● WORK REQUEST
Please copy the full excerpt about Alexander's illness and recovery word for word, keeping every character and its punctuation unchanged.

● SOURCE EXTRACT
* * * *
Information from the Food and Drug Administration. “There isn’t a definite source but he [Dr. Colbert] said it could have been from the salmon, could have been from the tuna. I had a few amalgam fillings,” Alexander said. And oftentimes, she said, many dentists will say amalgam fillings are harmless.
Alexander has had her amalgam fillings replaced. Her response to these fillings: “Just don’t use it anymore.”
“I didn’t work for about three years,” Alexander said. She was not receiving any source of income in that time. ”By the grace of god next year I should be finished—debt free.”
Alexander holds her personal bible that has her name embroidered at the bottom. “I had an understanding that what I was dealing with was life threatening,” Alexander said. “I never felt like I was going to die I just knew that death was a possibility.”
“What really kept me mentally sane, the only thing that kept me sane, was the promise I found in the scriptures of the lord,” Alexander said.
“When we started getting rid of the mercury, that’s when I got really got sick,” Alexander said. The treatment, David Mary Paul (DMP) is a solution that goes into the body that has Vitamin C molecules and the mercury attach to it and it gets excreted from the body, she said. But she was hypersensitive to everything and for a whole year she could not digest food. On top of that she had extreme chemical sensitivities and sensitivities to cold and heat that resulted in seizure-like episodes. Progressing from a wheel chair to a walker was a great accomplishment, she said. “Just having stamina to walk to the corner and back without the use of a walker and oxygen. It took me a long time to get off oxygen,” Alexander said. “I can remember standing at the door and just wishing I could walk to the mailbox.” She praises God that she doesn’t have to wish that anymore.
* * * *
Saved entries
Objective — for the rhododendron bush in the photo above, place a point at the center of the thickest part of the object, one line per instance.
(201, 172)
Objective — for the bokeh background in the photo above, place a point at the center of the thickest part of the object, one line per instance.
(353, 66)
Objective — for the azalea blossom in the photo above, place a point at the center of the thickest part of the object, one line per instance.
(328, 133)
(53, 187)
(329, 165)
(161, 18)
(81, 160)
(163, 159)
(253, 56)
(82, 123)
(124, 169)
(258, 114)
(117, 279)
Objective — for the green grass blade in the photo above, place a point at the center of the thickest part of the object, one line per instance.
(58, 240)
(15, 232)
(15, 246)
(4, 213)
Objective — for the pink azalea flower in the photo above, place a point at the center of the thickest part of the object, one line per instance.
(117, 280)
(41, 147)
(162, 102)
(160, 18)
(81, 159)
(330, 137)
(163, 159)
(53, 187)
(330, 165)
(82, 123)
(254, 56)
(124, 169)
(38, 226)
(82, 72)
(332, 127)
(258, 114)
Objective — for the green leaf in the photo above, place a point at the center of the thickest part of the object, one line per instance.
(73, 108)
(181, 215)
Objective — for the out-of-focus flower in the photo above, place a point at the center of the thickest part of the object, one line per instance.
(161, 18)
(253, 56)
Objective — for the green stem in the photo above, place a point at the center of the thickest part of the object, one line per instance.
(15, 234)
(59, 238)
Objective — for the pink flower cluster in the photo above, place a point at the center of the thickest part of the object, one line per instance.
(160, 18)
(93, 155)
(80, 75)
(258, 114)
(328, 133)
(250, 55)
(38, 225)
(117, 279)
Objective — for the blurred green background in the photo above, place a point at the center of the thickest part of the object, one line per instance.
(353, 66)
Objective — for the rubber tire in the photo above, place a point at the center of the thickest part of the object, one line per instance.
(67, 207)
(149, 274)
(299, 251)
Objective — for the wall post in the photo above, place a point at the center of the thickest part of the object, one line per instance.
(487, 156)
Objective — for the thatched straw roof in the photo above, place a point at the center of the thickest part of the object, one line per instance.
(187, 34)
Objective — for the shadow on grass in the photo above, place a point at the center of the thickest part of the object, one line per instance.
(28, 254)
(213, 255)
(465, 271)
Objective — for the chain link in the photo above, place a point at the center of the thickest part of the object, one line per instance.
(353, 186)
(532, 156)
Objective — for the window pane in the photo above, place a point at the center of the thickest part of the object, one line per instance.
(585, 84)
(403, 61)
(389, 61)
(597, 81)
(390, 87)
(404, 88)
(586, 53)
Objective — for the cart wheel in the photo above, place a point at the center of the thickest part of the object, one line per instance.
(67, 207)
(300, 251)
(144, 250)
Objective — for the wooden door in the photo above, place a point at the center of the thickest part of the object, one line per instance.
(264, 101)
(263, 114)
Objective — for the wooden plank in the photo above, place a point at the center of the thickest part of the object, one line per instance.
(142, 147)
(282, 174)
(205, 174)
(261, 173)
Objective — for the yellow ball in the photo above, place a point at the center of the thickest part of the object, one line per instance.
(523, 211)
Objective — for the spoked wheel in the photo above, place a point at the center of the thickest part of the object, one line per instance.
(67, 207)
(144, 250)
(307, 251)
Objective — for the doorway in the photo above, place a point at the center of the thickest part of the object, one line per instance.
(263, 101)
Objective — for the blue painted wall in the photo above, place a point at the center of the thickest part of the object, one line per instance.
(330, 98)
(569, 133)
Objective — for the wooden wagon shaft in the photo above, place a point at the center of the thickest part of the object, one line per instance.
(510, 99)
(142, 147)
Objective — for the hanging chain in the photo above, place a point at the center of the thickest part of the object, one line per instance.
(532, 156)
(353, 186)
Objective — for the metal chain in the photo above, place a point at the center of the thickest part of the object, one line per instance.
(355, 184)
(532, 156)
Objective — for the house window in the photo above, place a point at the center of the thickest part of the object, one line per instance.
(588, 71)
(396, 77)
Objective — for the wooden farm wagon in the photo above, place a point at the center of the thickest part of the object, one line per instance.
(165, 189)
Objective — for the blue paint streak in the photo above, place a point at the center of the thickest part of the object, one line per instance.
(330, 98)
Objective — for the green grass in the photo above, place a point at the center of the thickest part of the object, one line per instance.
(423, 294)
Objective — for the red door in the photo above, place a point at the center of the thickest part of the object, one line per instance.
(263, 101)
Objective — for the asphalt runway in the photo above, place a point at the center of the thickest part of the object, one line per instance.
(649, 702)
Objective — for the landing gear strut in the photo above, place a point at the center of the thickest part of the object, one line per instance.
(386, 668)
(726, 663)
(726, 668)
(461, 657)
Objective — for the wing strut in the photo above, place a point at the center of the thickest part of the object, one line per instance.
* * * *
● SOLUTION TO THIS PROBLEM
Information from the Food and Drug Administration. “There isn’t a definite source but he [Dr. Colbert] said it could have been from the salmon, could have been from the tuna. I had a few amalgam fillings,” Alexander said. And oftentimes, she said, many dentists will say amalgam fillings are harmless.
Alexander has had her amalgam fillings replaced. Her response to these fillings: “Just don’t use it anymore.”
“I didn’t work for about three years,” Alexander said. She was not receiving any source of income in that time. ”By the grace of god next year I should be finished—debt free.”
Alexander holds her personal bible that has her name embroidered at the bottom. “I had an understanding that what I was dealing with was life threatening,” Alexander said. “I never felt like I was going to die I just knew that death was a possibility.”
“What really kept me mentally sane, the only thing that kept me sane, was the promise I found in the scriptures of the lord,” Alexander said.
“When we started getting rid of the mercury, that’s when I got really got sick,” Alexander said. The treatment, David Mary Paul (DMP) is a solution that goes into the body that has Vitamin C molecules and the mercury attach to it and it gets excreted from the body, she said. But she was hypersensitive to everything and for a whole year she could not digest food. On top of that she had extreme chemical sensitivities and sensitivities to cold and heat that resulted in seizure-like episodes. Progressing from a wheel chair to a walker was a great accomplishment, she said. “Just having stamina to walk to the corner and back without the use of a walker and oxygen. It took me a long time to get off oxygen,” Alexander said. “I can remember standing at the door and just wishing I could walk to the mailbox.” She praises God that she doesn’t have to wish that anymore.